Brief:
Pull out every line in the entries below that contains the string "facade", treating uppercase and lowercase as different.

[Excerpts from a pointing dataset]
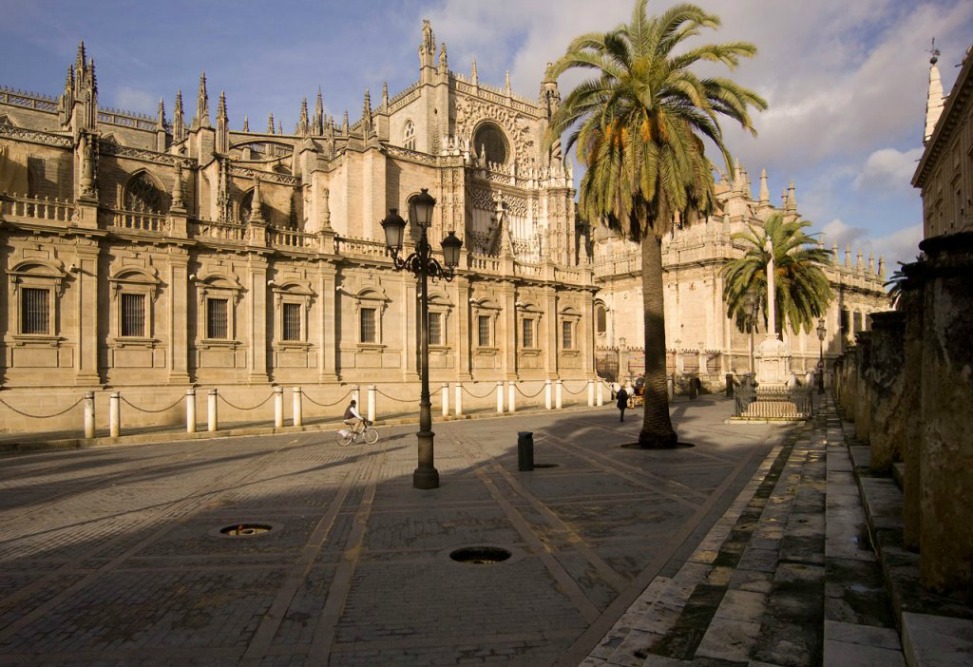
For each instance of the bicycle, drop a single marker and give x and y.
(367, 435)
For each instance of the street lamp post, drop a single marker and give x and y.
(822, 331)
(423, 265)
(750, 303)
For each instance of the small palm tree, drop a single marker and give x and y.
(639, 129)
(803, 291)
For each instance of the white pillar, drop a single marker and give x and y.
(89, 414)
(298, 415)
(278, 407)
(212, 422)
(114, 414)
(190, 411)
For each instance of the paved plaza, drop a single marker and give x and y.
(712, 553)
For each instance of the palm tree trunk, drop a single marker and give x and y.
(657, 431)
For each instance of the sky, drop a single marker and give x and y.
(846, 82)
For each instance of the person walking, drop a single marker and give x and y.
(622, 396)
(352, 417)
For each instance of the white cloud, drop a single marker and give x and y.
(888, 169)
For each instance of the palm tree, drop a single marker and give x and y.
(641, 122)
(803, 291)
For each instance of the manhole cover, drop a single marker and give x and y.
(480, 555)
(246, 529)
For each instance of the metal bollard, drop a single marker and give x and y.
(212, 419)
(190, 411)
(525, 451)
(298, 415)
(89, 414)
(278, 407)
(114, 414)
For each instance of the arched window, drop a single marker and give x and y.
(143, 195)
(490, 144)
(409, 136)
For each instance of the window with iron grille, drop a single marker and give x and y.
(368, 330)
(435, 328)
(217, 322)
(35, 310)
(292, 321)
(133, 314)
(527, 332)
(483, 330)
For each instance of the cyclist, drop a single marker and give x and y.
(353, 418)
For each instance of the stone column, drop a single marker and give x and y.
(911, 304)
(887, 379)
(946, 541)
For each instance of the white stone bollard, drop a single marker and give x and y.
(278, 407)
(298, 398)
(89, 414)
(212, 421)
(114, 414)
(190, 411)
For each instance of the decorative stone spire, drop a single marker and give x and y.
(317, 125)
(256, 205)
(222, 126)
(934, 99)
(303, 123)
(178, 121)
(764, 190)
(177, 202)
(367, 116)
(202, 105)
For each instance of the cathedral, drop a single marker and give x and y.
(155, 256)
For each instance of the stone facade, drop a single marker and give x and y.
(152, 255)
(702, 340)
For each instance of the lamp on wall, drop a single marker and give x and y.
(423, 265)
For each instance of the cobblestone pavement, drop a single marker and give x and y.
(713, 553)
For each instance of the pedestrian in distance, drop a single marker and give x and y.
(622, 402)
(352, 417)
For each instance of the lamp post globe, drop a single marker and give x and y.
(423, 265)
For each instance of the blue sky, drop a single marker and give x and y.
(846, 81)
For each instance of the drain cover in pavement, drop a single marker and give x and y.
(246, 529)
(480, 555)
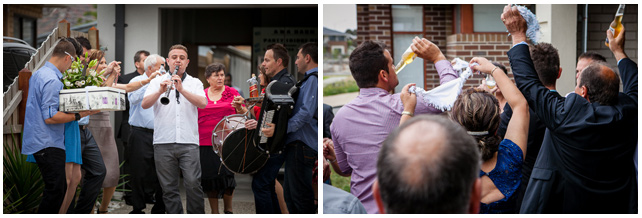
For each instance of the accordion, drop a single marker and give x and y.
(276, 108)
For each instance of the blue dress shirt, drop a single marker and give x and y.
(42, 104)
(137, 115)
(302, 126)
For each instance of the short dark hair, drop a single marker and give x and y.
(181, 47)
(137, 55)
(477, 110)
(366, 61)
(446, 175)
(281, 52)
(77, 46)
(63, 46)
(593, 56)
(546, 60)
(501, 66)
(602, 86)
(311, 49)
(213, 68)
(84, 42)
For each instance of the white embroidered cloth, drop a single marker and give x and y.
(443, 96)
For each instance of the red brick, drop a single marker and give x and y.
(471, 47)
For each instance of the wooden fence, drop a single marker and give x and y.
(15, 98)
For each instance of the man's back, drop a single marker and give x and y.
(585, 163)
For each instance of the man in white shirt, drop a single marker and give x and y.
(176, 133)
(140, 157)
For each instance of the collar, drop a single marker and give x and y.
(280, 74)
(54, 68)
(316, 69)
(372, 91)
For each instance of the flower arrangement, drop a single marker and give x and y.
(80, 76)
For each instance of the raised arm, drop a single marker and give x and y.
(628, 68)
(409, 101)
(549, 107)
(135, 85)
(517, 130)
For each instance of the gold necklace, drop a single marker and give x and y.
(213, 94)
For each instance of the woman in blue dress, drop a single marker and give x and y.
(72, 162)
(478, 111)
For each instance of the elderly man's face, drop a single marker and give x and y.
(177, 57)
(581, 64)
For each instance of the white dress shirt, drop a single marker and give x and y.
(138, 116)
(176, 123)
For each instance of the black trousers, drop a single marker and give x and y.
(51, 162)
(94, 174)
(140, 158)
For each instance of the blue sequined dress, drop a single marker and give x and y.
(507, 178)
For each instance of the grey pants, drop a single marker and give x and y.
(172, 160)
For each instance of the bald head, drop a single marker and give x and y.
(431, 161)
(598, 83)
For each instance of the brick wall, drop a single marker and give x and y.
(438, 25)
(492, 46)
(599, 19)
(374, 22)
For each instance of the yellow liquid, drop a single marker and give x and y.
(405, 61)
(616, 27)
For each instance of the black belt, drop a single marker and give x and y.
(143, 129)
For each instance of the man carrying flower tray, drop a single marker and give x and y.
(44, 125)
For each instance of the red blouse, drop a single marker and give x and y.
(209, 116)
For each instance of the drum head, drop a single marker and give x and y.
(225, 127)
(240, 155)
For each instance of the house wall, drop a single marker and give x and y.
(599, 18)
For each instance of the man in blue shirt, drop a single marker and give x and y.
(301, 143)
(301, 147)
(140, 155)
(43, 135)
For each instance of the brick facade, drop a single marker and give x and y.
(492, 46)
(599, 19)
(374, 22)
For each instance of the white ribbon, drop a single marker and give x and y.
(443, 96)
(87, 96)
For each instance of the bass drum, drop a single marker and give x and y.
(239, 154)
(224, 128)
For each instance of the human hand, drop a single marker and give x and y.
(269, 131)
(616, 44)
(326, 171)
(328, 150)
(485, 66)
(88, 113)
(164, 86)
(178, 84)
(250, 124)
(238, 102)
(515, 23)
(153, 75)
(427, 50)
(409, 100)
(484, 86)
(113, 67)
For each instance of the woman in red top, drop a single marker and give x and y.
(216, 180)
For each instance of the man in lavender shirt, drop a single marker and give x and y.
(359, 128)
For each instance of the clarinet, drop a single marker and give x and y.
(165, 99)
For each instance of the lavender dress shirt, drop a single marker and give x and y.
(360, 127)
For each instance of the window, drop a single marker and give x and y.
(407, 22)
(25, 28)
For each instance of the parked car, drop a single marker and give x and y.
(16, 53)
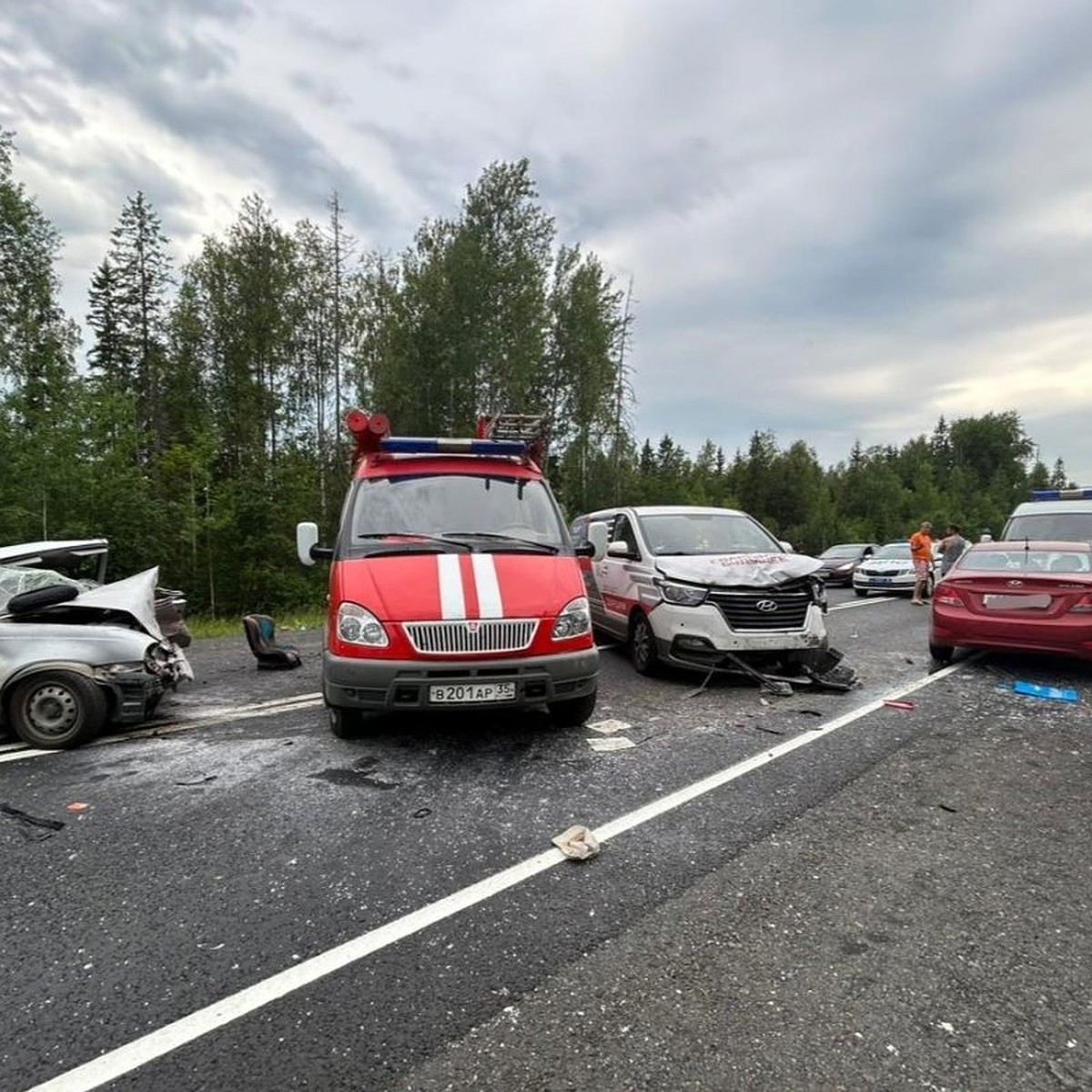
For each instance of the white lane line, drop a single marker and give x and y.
(124, 1059)
(862, 603)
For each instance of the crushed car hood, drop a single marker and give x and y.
(136, 595)
(736, 571)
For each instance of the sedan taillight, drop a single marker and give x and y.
(947, 598)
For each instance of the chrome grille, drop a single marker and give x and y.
(472, 634)
(749, 609)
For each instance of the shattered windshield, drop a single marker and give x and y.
(15, 579)
(683, 533)
(503, 511)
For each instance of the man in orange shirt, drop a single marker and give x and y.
(921, 551)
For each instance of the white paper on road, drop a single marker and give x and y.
(607, 726)
(617, 743)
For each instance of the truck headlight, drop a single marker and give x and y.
(359, 626)
(572, 621)
(682, 595)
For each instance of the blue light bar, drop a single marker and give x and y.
(436, 446)
(1085, 492)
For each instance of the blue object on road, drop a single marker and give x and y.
(1033, 691)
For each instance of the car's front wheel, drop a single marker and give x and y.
(345, 723)
(57, 709)
(642, 645)
(572, 713)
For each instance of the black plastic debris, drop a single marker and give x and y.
(261, 637)
(33, 828)
(779, 675)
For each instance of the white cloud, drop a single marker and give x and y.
(842, 221)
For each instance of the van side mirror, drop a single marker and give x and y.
(307, 545)
(598, 539)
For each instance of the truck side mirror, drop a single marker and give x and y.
(307, 544)
(598, 536)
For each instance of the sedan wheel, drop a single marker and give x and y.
(942, 653)
(57, 709)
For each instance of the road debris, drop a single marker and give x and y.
(578, 844)
(1035, 691)
(33, 828)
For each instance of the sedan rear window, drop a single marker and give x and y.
(1035, 561)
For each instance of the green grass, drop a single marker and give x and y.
(206, 626)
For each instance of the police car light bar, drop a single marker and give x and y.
(1085, 492)
(435, 446)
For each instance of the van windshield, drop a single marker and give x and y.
(496, 507)
(1051, 527)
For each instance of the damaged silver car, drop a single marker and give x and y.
(86, 561)
(76, 656)
(710, 589)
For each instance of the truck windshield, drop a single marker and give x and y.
(436, 505)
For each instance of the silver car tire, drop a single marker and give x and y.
(57, 709)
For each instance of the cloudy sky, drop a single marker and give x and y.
(842, 219)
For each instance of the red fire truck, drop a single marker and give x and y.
(453, 581)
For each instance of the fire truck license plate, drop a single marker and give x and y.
(456, 693)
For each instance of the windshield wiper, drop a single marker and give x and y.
(545, 547)
(415, 536)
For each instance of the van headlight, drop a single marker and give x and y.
(573, 620)
(359, 626)
(682, 595)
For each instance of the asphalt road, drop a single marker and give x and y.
(817, 891)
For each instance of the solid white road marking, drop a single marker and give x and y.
(124, 1059)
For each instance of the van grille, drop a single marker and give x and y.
(751, 610)
(452, 638)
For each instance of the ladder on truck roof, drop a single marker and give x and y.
(529, 429)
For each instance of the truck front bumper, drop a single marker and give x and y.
(375, 685)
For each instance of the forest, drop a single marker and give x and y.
(197, 415)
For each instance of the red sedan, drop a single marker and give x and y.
(1026, 596)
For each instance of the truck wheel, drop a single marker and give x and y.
(573, 713)
(57, 709)
(345, 723)
(642, 645)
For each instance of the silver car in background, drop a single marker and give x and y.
(890, 571)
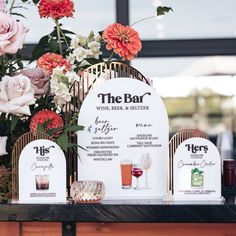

Answer to this problem:
For each instance of the stone facade, drop a single marker and give x and y.
For each instance of the brick facade, drop a single marker and give x and y.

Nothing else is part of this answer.